GIVEN PROBLEM - Rewrite the listing from the line that has "scan for sunglasses" through its end, changing "sunglasses" to "dark glasses" and leaving the rest untouched.

ENTRIES SUPPLIED -
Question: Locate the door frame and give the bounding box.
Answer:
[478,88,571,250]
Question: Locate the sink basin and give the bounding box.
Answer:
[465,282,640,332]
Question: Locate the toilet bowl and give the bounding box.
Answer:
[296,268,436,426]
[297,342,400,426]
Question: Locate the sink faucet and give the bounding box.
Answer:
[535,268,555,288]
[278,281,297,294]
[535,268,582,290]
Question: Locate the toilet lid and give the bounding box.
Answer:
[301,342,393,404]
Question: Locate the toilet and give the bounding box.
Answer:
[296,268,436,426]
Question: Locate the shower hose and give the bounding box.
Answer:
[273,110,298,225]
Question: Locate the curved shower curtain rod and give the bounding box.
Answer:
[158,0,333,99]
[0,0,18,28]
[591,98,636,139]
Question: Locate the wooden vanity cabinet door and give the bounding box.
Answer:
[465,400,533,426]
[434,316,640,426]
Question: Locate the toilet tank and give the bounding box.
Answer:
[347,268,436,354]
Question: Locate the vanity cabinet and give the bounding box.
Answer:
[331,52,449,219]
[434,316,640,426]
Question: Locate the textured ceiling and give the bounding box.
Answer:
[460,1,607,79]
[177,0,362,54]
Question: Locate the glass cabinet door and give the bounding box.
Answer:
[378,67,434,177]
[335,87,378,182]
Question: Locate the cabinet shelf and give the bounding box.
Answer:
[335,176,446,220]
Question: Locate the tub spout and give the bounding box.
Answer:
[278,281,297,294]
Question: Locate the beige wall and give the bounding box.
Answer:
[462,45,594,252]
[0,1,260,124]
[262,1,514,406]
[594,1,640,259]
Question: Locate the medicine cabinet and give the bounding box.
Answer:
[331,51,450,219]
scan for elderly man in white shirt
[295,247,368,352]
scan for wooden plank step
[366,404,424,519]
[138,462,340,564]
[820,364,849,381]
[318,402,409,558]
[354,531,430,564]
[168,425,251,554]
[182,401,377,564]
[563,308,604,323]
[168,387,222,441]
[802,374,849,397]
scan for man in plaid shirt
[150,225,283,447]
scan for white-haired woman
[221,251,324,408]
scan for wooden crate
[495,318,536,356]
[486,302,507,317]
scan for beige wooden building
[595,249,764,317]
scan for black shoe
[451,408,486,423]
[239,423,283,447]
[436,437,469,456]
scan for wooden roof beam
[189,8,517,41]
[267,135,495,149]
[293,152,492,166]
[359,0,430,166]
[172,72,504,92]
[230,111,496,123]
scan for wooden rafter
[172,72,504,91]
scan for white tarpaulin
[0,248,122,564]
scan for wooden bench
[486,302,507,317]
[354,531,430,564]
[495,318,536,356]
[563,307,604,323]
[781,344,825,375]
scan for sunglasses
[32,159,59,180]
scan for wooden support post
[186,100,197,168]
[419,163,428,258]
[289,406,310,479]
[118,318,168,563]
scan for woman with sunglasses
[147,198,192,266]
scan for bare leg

FULL SOLUTION -
scan for dark glasses
[32,159,59,180]
scan for wooden support post
[186,100,197,168]
[419,163,428,258]
[289,406,310,479]
[118,318,168,563]
scan for woman with dark glasses
[147,198,192,266]
scan for bare leg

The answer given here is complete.